<<<<

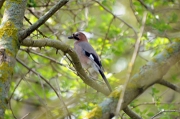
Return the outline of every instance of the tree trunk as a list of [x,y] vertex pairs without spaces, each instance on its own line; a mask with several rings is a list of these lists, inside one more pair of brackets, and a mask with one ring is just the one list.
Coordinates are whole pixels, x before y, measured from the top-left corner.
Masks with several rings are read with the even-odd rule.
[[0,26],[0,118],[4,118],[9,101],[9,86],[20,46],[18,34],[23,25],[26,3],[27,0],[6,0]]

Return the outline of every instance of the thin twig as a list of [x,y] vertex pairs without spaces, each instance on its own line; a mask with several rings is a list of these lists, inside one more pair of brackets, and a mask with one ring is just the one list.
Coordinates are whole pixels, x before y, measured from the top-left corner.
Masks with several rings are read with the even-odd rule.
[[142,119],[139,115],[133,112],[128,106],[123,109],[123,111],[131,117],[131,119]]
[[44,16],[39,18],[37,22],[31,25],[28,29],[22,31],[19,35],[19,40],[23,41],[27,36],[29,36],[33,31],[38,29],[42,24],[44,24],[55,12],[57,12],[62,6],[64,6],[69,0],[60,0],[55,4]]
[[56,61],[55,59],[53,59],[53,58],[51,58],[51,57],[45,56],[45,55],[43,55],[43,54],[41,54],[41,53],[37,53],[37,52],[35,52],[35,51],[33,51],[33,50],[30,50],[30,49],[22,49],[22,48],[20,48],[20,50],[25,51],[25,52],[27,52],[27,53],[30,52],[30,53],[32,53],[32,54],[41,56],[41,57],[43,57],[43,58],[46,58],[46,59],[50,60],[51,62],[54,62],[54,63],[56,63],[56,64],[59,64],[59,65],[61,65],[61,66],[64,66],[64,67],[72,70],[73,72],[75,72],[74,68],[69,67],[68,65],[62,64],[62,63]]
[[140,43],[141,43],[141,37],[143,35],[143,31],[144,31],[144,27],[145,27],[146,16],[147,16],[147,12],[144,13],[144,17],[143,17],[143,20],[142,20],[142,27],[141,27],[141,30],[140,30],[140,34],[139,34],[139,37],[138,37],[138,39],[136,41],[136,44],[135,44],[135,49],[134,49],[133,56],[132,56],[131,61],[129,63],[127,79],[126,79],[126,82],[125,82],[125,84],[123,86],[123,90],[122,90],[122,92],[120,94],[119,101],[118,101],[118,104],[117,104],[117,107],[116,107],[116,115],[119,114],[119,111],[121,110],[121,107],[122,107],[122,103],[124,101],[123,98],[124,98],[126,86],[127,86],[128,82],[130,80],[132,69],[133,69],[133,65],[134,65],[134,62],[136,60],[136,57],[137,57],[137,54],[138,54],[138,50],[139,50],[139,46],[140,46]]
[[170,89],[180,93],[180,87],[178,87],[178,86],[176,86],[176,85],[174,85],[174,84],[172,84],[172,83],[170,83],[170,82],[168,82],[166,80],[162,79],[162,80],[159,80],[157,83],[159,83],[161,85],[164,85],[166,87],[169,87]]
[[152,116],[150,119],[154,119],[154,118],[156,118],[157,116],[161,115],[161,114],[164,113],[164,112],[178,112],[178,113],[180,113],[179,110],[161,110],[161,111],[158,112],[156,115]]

>>>>
<<<<

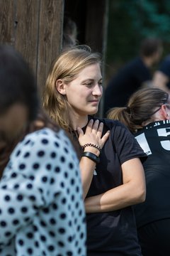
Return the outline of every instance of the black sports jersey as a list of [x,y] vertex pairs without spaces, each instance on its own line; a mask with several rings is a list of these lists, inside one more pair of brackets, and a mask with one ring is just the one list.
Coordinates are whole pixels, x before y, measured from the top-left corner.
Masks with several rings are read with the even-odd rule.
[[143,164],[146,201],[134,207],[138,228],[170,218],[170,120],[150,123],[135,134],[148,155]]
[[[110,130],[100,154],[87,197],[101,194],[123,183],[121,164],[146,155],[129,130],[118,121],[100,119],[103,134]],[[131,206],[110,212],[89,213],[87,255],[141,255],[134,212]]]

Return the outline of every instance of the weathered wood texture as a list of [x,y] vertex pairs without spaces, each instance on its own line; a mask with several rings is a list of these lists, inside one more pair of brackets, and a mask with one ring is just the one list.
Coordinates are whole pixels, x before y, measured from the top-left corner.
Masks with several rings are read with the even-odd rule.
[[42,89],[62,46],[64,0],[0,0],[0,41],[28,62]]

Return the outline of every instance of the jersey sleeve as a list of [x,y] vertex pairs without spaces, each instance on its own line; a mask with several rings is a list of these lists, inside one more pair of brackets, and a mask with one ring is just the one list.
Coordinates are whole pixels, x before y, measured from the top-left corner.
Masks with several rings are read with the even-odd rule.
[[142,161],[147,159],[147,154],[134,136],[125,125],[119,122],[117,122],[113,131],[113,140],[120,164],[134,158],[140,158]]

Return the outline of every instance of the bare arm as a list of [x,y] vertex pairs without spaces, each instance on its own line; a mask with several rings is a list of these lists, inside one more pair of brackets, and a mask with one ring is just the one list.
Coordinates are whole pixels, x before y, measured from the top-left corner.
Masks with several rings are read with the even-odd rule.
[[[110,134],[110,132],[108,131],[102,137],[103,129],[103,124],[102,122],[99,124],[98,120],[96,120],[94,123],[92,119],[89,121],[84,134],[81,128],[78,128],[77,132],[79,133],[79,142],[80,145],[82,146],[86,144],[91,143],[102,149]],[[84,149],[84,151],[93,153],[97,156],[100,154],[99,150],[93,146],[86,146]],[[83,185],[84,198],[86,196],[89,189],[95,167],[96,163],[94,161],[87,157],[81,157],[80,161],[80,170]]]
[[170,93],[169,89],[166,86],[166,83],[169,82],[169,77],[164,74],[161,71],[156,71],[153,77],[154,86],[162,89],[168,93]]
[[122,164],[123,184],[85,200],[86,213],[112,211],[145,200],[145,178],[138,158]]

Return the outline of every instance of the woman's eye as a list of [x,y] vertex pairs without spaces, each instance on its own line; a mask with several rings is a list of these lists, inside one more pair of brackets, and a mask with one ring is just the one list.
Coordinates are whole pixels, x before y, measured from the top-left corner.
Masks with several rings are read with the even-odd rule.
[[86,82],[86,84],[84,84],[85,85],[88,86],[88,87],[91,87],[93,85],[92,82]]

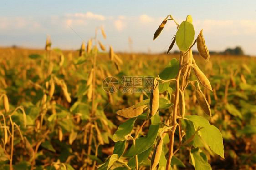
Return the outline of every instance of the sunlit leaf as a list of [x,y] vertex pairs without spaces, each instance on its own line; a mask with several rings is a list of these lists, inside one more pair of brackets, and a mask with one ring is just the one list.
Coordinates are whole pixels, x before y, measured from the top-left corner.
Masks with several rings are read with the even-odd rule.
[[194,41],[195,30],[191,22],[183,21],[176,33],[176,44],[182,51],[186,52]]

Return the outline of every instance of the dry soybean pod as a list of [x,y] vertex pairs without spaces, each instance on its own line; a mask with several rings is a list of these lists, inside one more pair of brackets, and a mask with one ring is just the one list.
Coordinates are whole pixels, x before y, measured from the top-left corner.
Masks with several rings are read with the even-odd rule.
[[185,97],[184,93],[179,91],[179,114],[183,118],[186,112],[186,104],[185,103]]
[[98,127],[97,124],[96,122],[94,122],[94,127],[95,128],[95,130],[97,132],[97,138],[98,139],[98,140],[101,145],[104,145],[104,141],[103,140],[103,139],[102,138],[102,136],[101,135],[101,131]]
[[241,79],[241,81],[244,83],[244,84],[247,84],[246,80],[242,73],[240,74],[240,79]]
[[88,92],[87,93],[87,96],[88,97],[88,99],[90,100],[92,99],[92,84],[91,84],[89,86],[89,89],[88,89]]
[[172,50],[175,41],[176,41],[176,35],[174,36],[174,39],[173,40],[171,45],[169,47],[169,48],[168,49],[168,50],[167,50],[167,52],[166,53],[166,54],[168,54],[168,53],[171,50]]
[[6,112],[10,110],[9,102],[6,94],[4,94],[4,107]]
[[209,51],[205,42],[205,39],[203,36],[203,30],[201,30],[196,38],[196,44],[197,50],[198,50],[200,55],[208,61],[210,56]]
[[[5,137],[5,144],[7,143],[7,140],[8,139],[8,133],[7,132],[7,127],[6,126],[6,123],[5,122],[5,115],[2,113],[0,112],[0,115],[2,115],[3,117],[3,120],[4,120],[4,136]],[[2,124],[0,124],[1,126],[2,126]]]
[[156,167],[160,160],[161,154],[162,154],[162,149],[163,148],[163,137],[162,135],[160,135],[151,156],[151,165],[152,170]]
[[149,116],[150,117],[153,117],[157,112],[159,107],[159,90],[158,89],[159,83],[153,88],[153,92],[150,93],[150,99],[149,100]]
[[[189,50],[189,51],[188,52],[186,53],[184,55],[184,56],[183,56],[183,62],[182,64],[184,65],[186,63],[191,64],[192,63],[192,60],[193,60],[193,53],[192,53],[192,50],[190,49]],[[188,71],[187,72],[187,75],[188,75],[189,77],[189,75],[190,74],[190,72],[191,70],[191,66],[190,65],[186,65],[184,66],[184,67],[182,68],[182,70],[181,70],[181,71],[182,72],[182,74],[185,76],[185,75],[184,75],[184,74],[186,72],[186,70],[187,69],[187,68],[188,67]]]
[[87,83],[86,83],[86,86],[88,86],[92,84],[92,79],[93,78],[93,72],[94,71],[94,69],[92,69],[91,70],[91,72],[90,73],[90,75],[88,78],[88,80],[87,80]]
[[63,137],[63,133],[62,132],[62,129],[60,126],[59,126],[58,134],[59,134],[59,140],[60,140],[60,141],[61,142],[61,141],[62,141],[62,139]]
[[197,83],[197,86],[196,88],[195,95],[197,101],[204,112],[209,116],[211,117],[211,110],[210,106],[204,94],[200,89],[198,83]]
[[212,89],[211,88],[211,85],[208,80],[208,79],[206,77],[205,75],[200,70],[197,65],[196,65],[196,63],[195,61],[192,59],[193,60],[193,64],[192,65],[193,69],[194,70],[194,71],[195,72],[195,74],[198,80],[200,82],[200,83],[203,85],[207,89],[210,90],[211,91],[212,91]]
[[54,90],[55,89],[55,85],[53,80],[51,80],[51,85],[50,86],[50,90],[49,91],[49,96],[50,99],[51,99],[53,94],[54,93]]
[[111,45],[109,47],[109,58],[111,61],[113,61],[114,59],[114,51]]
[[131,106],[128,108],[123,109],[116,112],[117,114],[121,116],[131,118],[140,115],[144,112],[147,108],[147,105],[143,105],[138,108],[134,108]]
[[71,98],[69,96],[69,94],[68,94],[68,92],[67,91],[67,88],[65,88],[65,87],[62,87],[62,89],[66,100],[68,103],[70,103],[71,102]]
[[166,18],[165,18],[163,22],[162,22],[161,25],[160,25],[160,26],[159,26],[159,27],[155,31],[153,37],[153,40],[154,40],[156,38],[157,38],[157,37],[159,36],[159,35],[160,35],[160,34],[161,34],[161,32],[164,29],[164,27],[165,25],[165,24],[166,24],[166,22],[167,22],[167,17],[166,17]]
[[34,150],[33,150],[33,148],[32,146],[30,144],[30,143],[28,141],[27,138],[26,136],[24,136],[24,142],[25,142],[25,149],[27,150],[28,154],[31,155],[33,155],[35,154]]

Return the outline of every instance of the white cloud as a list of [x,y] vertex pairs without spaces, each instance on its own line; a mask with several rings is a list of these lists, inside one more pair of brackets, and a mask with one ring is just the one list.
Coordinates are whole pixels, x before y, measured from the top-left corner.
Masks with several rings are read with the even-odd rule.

>>>>

▶ Problem details
Rewrite the records starting at the line that contains "Return the outline of every instance of the weathered" and ending at the line that contains "[[42,89],[62,46],[64,0],[0,0],[0,41],[28,62]]", swapping "weathered wood texture" for "aged wood grain" and leaving everything else as it is. Give only those lines.

▶ Solution to this exercise
Return the outline of every instance of the aged wood grain as a list of [x,y] vertex pairs without spaces, each instance on its own line; a mask with several rings is a list of these lists, inside one more pair of brackets, and a mask with one ring is just the one list.
Coordinates are whole pixels, x before y, measured from the top-left corner.
Masks with several rings are read with the even-odd rule.
[[42,89],[62,46],[64,0],[0,0],[0,41],[28,62]]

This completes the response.